Data excerpts:

--- START ---

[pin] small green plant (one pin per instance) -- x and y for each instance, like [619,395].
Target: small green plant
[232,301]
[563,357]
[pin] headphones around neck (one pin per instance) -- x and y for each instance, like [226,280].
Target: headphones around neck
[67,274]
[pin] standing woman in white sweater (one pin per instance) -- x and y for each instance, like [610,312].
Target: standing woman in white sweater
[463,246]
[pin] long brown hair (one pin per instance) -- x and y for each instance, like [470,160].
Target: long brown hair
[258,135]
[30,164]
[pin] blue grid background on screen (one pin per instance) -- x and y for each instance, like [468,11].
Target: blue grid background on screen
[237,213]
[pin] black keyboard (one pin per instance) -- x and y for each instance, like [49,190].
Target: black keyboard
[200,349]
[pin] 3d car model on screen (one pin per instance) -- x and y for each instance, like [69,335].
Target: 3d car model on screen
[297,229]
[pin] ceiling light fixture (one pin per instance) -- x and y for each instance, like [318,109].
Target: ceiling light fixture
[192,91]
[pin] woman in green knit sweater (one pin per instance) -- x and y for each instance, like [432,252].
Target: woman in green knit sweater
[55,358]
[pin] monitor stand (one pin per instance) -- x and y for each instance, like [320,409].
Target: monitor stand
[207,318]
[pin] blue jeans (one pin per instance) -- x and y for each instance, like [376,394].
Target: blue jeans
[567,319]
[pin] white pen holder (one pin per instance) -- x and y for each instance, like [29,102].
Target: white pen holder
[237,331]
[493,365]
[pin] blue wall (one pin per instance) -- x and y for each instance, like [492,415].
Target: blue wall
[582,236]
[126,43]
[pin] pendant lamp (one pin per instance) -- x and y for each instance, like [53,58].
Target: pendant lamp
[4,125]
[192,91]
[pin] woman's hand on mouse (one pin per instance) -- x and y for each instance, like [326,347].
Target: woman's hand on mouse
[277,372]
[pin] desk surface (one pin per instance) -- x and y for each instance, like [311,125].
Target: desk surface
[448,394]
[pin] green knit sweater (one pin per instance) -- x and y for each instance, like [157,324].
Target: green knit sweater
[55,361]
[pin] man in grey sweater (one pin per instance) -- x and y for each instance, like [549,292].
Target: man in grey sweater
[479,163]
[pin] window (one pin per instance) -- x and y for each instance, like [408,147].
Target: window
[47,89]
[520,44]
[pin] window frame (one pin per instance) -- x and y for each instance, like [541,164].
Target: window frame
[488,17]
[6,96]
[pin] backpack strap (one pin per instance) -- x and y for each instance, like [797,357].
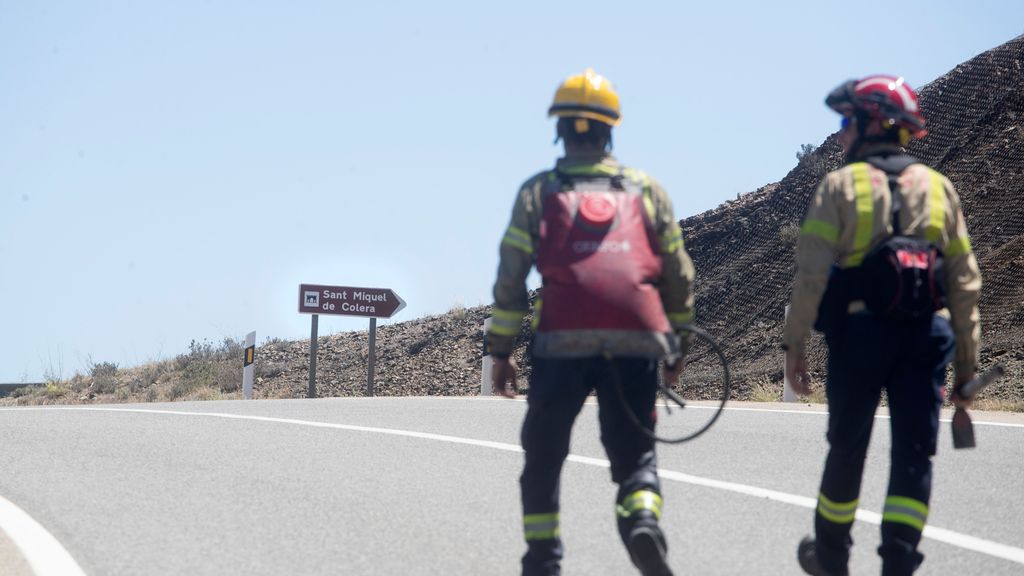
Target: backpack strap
[893,165]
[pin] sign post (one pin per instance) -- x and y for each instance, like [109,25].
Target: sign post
[347,300]
[311,391]
[247,366]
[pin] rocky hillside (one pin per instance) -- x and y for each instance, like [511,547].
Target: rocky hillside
[743,255]
[743,249]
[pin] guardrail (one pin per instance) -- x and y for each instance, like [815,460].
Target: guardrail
[7,388]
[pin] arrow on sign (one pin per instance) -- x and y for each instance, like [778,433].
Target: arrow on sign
[349,300]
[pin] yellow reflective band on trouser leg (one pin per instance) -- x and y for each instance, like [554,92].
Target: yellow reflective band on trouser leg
[640,500]
[936,209]
[957,247]
[837,512]
[901,509]
[506,322]
[680,319]
[865,213]
[541,527]
[536,321]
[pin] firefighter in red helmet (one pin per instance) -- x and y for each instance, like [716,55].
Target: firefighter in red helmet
[886,272]
[616,288]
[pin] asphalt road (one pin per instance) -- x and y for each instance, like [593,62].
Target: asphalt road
[429,486]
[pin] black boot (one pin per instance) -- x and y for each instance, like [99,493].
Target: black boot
[808,557]
[647,549]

--- END ---

Exercise details: Given the data above, transcribe exactly the lines from the one containing "[pin] man in" down to the one containing "[pin] backpack strap", and no others.

Solution for this exercise:
[pin] man in grey sweater (one pin per instance) -- x and y for each instance, like [549,292].
Target: man in grey sweater
[479,163]
[pin] window (one pin per instance) -- x and y for each instance, like [408,147].
Target: window
[47,89]
[520,44]
[pin] window frame (one pin per instance) -- x and y for each instance, like [541,164].
Target: window frame
[488,17]
[6,96]
[pin] backpack strap (one pin per instance) -- x and y for each instance, like [797,357].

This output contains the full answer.